Exercise aim
Identify the line in which "In the photo above, each instance of the grass in" appears, then reproduce that line and all remaining lines of the records word for word.

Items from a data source
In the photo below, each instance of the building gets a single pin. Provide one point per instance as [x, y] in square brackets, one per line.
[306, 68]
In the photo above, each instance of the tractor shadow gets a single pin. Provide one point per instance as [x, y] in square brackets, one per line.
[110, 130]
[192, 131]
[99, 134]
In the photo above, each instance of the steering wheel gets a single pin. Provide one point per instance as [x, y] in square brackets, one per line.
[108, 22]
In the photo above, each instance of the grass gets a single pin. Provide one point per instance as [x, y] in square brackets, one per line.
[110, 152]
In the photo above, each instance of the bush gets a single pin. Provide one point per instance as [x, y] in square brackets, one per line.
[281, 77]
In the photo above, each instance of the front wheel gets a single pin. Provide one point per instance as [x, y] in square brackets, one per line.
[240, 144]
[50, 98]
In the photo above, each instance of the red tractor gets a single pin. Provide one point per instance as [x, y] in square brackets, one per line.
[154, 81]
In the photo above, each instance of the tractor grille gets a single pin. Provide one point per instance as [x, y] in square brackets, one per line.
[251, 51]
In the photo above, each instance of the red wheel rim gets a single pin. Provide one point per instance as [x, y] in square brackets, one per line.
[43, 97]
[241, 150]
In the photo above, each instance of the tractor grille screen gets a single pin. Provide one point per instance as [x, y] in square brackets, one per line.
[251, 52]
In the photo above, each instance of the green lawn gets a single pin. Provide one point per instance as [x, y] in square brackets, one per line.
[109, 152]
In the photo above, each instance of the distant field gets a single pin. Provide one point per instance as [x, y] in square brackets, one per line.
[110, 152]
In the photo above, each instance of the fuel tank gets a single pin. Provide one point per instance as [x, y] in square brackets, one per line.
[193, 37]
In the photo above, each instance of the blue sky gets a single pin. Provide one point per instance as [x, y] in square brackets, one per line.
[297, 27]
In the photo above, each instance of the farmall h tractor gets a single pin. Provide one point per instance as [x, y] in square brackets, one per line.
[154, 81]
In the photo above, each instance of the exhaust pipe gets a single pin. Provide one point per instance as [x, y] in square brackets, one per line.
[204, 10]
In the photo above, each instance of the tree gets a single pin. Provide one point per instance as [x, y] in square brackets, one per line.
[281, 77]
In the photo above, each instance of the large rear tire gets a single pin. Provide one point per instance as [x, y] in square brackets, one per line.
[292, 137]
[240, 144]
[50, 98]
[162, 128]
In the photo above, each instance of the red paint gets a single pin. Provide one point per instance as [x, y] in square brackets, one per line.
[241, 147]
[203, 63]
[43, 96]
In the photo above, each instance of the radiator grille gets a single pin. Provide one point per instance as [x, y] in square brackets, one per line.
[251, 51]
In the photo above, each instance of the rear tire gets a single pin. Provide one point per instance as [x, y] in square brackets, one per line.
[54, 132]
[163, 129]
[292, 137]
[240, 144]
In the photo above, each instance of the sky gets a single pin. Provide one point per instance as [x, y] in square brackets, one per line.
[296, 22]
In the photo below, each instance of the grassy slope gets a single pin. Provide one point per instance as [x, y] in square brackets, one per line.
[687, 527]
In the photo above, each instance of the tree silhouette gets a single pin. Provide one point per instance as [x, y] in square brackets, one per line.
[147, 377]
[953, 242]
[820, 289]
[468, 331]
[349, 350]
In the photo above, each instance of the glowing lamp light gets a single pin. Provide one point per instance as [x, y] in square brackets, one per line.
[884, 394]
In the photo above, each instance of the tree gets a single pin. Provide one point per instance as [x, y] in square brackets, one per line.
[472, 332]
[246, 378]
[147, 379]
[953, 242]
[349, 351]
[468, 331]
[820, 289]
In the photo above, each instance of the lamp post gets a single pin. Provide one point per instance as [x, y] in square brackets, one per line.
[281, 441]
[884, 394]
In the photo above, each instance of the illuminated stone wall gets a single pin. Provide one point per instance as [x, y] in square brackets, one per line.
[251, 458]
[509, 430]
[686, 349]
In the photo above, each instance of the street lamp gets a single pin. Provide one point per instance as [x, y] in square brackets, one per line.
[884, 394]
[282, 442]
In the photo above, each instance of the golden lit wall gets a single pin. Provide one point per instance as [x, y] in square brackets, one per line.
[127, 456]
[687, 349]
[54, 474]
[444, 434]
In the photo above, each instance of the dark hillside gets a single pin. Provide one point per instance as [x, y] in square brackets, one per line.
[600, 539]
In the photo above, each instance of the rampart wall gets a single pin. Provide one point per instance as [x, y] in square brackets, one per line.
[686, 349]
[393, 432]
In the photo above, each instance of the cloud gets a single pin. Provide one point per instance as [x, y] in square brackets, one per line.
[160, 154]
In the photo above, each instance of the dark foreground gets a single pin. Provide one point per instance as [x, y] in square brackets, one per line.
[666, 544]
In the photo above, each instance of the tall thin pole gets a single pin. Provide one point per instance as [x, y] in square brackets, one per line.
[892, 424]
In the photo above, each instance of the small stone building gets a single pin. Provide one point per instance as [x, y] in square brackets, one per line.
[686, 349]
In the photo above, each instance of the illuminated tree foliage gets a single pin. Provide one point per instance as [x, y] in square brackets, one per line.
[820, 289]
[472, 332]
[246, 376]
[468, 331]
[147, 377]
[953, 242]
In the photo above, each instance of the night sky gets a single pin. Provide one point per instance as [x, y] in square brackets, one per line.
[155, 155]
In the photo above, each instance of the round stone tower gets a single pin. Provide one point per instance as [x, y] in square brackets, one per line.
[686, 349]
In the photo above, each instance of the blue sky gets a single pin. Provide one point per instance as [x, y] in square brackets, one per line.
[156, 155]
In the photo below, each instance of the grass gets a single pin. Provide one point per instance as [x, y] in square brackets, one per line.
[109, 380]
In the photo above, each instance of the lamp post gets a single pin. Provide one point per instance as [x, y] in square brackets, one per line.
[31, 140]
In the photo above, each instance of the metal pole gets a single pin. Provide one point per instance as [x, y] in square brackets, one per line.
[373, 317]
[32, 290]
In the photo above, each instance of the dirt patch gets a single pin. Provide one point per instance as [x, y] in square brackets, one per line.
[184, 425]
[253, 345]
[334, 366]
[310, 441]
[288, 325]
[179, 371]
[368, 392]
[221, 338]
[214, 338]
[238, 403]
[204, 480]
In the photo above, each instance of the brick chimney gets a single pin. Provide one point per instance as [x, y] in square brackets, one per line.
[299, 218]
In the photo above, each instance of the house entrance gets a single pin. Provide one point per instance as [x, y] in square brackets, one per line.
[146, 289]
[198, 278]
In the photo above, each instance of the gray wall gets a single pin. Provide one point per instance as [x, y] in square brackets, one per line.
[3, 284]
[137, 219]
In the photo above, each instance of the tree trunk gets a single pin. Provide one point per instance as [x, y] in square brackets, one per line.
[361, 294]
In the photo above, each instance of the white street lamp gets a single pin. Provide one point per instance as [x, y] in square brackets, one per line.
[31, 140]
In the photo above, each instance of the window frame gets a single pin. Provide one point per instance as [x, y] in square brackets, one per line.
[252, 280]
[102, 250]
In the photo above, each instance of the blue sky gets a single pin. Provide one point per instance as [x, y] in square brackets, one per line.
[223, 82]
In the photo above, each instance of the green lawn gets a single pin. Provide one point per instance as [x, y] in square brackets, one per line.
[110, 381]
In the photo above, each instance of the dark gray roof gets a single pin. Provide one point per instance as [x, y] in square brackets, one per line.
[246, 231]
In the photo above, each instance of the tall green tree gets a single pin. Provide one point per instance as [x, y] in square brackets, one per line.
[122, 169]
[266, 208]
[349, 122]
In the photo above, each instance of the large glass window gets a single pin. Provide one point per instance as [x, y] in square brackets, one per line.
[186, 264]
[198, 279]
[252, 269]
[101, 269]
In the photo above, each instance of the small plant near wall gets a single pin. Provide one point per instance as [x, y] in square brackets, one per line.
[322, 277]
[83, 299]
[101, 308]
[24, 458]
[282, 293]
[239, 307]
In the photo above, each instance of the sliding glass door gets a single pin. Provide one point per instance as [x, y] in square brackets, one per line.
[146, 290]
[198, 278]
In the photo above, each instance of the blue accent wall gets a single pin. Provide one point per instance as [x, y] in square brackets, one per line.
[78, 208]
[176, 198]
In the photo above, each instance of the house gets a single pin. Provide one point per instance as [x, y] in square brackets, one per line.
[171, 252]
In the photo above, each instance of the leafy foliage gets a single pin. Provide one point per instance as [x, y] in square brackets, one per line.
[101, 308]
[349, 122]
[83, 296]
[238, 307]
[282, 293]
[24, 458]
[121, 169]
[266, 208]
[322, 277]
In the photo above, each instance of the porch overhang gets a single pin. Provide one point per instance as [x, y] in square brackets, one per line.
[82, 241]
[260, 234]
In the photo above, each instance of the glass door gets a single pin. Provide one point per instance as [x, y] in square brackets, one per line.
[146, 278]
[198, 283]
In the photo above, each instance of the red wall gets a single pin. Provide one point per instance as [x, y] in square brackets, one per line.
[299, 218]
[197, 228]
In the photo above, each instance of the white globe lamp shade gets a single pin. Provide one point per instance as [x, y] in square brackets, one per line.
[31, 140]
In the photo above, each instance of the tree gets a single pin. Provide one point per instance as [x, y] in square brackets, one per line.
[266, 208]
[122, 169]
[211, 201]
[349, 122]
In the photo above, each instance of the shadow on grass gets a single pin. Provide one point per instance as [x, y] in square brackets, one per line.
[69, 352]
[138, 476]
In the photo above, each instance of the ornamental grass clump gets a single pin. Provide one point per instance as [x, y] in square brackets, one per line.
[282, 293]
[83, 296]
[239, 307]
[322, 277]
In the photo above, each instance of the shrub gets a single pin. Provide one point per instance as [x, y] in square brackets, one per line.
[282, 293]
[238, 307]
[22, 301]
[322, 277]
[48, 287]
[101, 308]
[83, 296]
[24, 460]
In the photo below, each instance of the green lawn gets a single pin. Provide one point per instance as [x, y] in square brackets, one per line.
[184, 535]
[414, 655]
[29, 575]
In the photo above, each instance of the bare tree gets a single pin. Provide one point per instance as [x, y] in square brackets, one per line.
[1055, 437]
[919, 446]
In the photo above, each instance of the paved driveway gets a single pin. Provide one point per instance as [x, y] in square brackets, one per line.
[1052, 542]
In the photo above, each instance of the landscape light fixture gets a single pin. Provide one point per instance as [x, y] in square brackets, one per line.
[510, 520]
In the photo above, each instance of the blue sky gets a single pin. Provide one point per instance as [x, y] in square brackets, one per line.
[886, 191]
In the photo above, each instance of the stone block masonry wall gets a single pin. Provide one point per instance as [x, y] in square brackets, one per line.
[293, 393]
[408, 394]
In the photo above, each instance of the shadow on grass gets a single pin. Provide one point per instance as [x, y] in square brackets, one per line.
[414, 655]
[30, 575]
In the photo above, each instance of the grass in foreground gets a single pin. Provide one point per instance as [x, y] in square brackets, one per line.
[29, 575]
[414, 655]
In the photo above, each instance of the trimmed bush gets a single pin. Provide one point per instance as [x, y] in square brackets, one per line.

Written response
In the photo above, each instance of the grass in foreground gets a single pin. Provide one point per instance as [x, y] in square brackets, one per line.
[29, 575]
[414, 655]
In the photo above, each instance of the trimmed bush gets a single pin. Provide one point per instance as [x, y] in square brackets, one per line.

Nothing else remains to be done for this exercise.